Summary
Jacobs and Tapsell set out the theoretical and empirical basis for food synergy — the principle that the biological effects of whole foods and dietary patterns cannot be adequately explained by the action of individual nutrients in isolation. Drawing on epidemiological and mechanistic evidence, the paper argues that reductionist approaches to nutrition research and dietary guidance may underestimate the importance of food matrix and nutrient interactions. The authors contend that public health nutrition recommendations should be grounded in whole-food and dietary-pattern thinking rather than single-nutrient paradigms.
UK applicability
The conceptual framework presented is broadly applicable to UK dietary policy and nutrition research, supporting whole-diet approaches such as those reflected in the Eatwell Guide, and lending weight to UK research on dietary patterns and non-communicable disease prevention.
Key measures
Dietary pattern associations with chronic disease risk; nutrient interaction effects; bioavailability of food components; epidemiological evidence from dietary studies
Outcomes reported
The paper examines the concept of food synergy, arguing that nutrients and bioactive compounds in whole foods interact in ways that produce health effects greater than those of isolated nutrients studied individually. It reviews evidence that whole dietary patterns and food combinations offer superior health outcomes compared with single-nutrient supplementation approaches.

- **DATA FOR REVIEW**
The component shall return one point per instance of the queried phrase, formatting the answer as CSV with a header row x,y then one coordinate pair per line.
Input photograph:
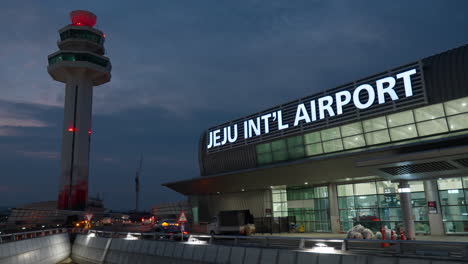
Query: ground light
x,y
195,241
130,237
322,248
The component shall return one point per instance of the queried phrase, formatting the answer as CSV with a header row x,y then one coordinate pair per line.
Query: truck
x,y
232,222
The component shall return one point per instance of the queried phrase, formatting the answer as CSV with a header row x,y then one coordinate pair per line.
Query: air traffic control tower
x,y
79,64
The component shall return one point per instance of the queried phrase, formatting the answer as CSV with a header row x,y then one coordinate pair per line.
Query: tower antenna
x,y
137,183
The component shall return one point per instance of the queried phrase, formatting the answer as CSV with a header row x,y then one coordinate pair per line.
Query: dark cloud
x,y
182,66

- **WHAT IS EXPECTED**
Please answer these questions from the food synergy summary above.
(a) Which UK guide is named as reflecting whole-diet approaches?
(b) According to the authors, what should public health nutrition recommendations be grounded in?
(c) What do whole dietary patterns and food combinations offer superior health outcomes compared with?

- **RESULT FOR THIS EXERCISE**
(a) The Eatwell Guide.
(b) Whole-food and dietary-pattern thinking rather than single-nutrient paradigms.
(c) Single-nutrient supplementation approaches.